::: Text excerpt :::

The newcomer Anti-Math, though, is a different kettle of fish. It can potentially change our basic perception of our role in the world.  It offers a counter-intuitive, illuminative, alternative way of thinking fruitfully about the world. As such, it incidentally upstages today’s virtually unchallenged view of reality—which is based on a cold, oppressive interpretation of automated math. This straitjacket, backed by the elites, seems to be—inadvertently—slowly but inexorably dragging civilisation down towards a dismal, chaotic, mentally pathologic future … one which could spell human extinction.

So, can we, in principle, escape this currently all-powerful math straitjacket? Yes, but it involves some difficult thinking, and the challenge involved in absorbing new, unfamiliar ideas.

So did the difficulty of trying to understand the baffling world in which we find ourselves, suddenly get a lot harder? On the surface, yes. But this new modelling logos (Anti-Math) comes with a hopeful long-term prospect: of a much-needed reprieve from the straitjacket, and the prospect of achieving deeper mental rootedness.

By any standards, we are presently passing through a phase of astonishingly shallow mental rootedness. This flimsy mental basis is not only to be found in popular fantasy, e.g. in dark social media. The current administration, for instance, is floating and imposing large, questionable, far-fetched upheavals…  We urgently need a satisfactory, considered, serious underlying basis for introducing massive scenarios. But such a basis is not only—it appears—absent: the assumptions behind the upheavals are questionable. Some of them look fanciful to the nth degree.

This is, by any yardstick, “guess-governance”: and the risks which come with it can’t be forgotten, or blithely brushed under the carpet.

It ignores and negates even the most minimal norms of mental rootedness, ones which were considered absolutely essential in the past.

So how did this extraordinary phase of “guess-governance” come to be accepted in a mature democracy?

Well, there has been a largely unspoken general flight from logic, reason and rationality during the last six decades. This has spread, sadly, to all corners and all levels of the Western status quo.

Schools mostly gave up trying to get their pupils to understand things in the 1980s. They switched to training (brainwashing) instead. This was supposed to be a “much more efficient, modern kind of instruction” (sic), but the managers—who were parachuted into schools to impose it—forgot to ask themselves what education was basically for. Education’s unquestioned historic rationale was to prepare youngsters mentally for understanding the baffling adult world, which they would enter after leaving school. Forcing children to learn facts they perceive as dull doesn’t do this. It tries to maximise the impression that they are being empowered, while it actually minimises the likelihood that they will better digest commercial and adult reality. After leaving school the “brainwashing” they endured soon fades, because they quickly forget what they never wanted to remember; this leaves the youngsters totally unprepared for adult reality, leaving them, indeed, open to all kinds of potentially dangerous nonsense.

How could such a foolish, superficial, misreading of the point of education happen?

::: Supplied data :::

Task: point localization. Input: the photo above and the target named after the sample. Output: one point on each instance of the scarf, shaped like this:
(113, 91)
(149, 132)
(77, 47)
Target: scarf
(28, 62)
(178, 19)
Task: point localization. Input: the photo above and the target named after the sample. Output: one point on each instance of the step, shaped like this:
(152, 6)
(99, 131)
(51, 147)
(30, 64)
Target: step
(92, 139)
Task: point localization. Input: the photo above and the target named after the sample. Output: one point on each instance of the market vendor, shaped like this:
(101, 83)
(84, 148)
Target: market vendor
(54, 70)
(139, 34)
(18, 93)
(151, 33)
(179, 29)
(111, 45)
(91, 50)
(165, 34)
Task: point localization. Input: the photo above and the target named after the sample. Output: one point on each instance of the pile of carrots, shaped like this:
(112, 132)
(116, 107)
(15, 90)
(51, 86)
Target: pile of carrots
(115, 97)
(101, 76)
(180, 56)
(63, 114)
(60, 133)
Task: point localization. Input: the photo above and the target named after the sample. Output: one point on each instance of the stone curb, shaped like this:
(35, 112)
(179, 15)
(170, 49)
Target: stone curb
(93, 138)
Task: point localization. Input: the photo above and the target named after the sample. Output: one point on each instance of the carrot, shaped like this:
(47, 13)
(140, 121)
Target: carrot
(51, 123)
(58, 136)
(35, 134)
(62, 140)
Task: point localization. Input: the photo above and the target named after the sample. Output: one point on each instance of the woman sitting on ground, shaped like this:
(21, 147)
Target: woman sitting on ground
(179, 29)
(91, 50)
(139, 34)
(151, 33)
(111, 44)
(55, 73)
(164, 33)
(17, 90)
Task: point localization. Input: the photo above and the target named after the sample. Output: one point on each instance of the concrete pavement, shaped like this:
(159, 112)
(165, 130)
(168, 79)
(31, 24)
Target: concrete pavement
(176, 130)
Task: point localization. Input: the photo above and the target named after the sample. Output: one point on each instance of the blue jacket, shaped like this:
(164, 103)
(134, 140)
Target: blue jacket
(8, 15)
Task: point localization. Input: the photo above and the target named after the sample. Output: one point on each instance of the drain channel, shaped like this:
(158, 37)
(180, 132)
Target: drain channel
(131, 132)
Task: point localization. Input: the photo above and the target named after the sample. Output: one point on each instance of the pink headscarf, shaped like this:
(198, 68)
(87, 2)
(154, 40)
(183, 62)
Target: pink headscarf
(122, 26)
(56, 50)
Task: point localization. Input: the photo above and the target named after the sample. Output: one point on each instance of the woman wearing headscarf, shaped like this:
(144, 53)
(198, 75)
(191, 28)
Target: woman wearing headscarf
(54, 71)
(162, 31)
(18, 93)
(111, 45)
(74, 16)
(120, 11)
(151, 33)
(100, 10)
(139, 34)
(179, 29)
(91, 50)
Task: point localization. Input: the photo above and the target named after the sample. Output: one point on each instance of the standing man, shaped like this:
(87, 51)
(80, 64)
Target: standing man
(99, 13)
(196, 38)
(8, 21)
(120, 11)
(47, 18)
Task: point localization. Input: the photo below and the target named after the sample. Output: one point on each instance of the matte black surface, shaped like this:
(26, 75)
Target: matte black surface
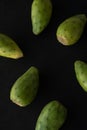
(54, 61)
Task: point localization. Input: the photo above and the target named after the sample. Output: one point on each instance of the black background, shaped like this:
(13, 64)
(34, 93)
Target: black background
(54, 61)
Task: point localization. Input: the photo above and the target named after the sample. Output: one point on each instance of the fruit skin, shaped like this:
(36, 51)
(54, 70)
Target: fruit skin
(41, 12)
(25, 88)
(9, 48)
(80, 68)
(52, 116)
(71, 29)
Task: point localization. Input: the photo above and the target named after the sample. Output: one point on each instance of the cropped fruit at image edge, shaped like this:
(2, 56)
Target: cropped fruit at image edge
(25, 89)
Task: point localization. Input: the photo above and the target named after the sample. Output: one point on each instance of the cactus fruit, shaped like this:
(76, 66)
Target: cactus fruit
(41, 11)
(52, 116)
(81, 73)
(71, 29)
(25, 88)
(8, 48)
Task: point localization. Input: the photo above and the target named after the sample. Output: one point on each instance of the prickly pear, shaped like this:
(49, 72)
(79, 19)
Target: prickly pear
(41, 11)
(9, 48)
(52, 116)
(25, 88)
(71, 29)
(81, 73)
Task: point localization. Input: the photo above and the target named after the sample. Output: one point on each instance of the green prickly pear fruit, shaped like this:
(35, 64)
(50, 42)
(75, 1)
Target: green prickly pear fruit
(25, 88)
(81, 73)
(9, 48)
(52, 116)
(41, 11)
(71, 29)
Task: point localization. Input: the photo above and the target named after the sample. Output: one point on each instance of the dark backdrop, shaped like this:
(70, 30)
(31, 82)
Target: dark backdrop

:::

(List of tasks):
1: According to the Anti-Math passage, from which three things has there been a general flight during the last six decades?
2: Update the stretch of the Anti-Math passage from "So did the difficulty" through "the nth degree.", changing "mental rootedness" to "intellectual grounding".
3: In the Anti-Math passage, in which decade did schools mostly give up trying to get their pupils to understand things?
None of the records is needed for this work.

(Solutions by task):
1: Logic, reason and rationality.

2:
So did the difficulty of trying to understand the baffling world in which we find ourselves, suddenly get a lot harder? On the surface, yes. But this new modelling logos (Anti-Math) comes with a hopeful long-term prospect: of a much-needed reprieve from the straitjacket, and the prospect of achieving deeper intellectual grounding.

By any standards, we are presently passing through a phase of astonishingly shallow intellectual grounding. This flimsy mental basis is not only to be found in popular fantasy, e.g. in dark social media. The current administration, for instance, is floating and imposing large, questionable, far-fetched upheavals…  We urgently need a satisfactory, considered, serious underlying basis for introducing massive scenarios. But such a basis is not only—it appears—absent: the assumptions behind the upheavals are questionable. Some of them look fanciful to the nth degree.

3: The 1980s.